• [INSTRUÇÃO DADA]: Segundo o texto apresentado, que artigo do CPC determina a relevância jurídica dos factos com base nas várias soluções plausíveis das questões de direito?

• [TEXTO APRESENTADO]:
⁂

III.1.2. Factos não provados

 

11. Com relevo para a decisão da causa, não existem factos que devam considerar-se como não provados.

 

III.1.3. Fundamentação da fixação da matéria de facto

 

12. Ao Tribunal incumbe o dever de seleccionar os factos que interessam à decisão e discriminar a matéria que julga provada e declarar a que considera não provada, não tendo de se pronunciar sobre todos os elementos da matéria de facto alegados pelas partes, tal como decorre da aplicação conjugada do artigo 123.º, n.º 2, do Código de Procedimento e Processo Tributário (“CPPT”) e do artigo 607.º, n.º 3, do Código de Processo Civil (“CPC”), aplicáveis ex vi artigo 29.º, n.º 1, alíneas a) e e), do RJAT.

 Os factos pertinentes para o julgamento da causa foram assim seleccionados e conformados em função da sua relevância jurídica, a qual é determinada tendo em conta as várias soluções plausíveis das questões de direito para o objecto do litígio, conforme decorre do artigo 596.º, n.º 1 do CPC, aplicável ex vi artigo 29.º, n.º 1, alínea e), do RJAT.

Considerando as posições assumidas pelas partes nas respectivas peças processuais, o disposto nos artigos 110.º, n.º 7 e 115.º, n.º 1, ambos do CPPT, a prova documental, o PA junto aos autos, bem como a convicção formada durante a inquirição das testemunhas apresentadas pelas partes em sede da reunião a que alude o artigo 18.º, do RJAT que apresentaram depor com isenção e conhecimento dos factos sobre os quais incidiram os seus depoimentos, com particular relevo para a determinação do valor das acções transaccionadas e para as condições que estiveram na base da respectiva venda pelo Requerente, consideraram-se provados e não provados, com relevo para a decisão, os factos acima elencados.

⁂

• [Itens armazenados]:
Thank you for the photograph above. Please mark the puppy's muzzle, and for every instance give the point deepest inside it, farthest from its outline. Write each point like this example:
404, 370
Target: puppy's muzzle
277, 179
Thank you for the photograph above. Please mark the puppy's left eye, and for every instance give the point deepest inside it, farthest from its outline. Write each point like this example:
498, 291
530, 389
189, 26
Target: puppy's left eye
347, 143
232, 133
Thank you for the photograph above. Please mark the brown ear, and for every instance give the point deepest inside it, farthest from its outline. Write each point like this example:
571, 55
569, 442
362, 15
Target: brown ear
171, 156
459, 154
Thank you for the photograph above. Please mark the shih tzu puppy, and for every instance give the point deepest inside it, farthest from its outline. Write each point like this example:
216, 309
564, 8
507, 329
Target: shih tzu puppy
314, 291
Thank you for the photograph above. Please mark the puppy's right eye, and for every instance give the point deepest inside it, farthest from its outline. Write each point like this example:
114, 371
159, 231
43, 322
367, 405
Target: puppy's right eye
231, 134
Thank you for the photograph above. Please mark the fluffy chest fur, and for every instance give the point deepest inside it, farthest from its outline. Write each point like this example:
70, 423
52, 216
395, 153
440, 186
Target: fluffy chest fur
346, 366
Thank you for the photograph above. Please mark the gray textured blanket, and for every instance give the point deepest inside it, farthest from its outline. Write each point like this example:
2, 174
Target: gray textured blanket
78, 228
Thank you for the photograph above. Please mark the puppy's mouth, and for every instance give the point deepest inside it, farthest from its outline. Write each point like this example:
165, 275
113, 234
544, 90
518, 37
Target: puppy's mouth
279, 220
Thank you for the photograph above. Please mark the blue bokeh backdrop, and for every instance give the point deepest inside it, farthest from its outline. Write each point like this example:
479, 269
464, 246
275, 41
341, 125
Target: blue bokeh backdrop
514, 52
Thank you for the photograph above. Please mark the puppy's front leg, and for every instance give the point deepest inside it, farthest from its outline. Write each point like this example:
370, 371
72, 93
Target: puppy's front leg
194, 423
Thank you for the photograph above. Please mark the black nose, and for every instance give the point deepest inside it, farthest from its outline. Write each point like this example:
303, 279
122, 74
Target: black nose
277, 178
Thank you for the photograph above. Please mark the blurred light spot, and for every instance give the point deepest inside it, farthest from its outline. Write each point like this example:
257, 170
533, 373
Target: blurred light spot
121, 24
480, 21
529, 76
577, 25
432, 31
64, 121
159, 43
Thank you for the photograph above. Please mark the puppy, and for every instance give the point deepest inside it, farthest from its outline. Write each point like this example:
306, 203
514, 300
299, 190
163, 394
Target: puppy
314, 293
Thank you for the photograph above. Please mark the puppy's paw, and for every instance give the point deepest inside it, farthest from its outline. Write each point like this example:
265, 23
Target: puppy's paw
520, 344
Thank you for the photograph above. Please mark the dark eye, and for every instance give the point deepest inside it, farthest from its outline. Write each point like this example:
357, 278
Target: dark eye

⁂

• [RESPOSTA À TAREFA]: O artigo 596.º, n.º 1, do CPC, aplicável ex vi artigo 29.º, n.º 1, alínea e), do RJAT.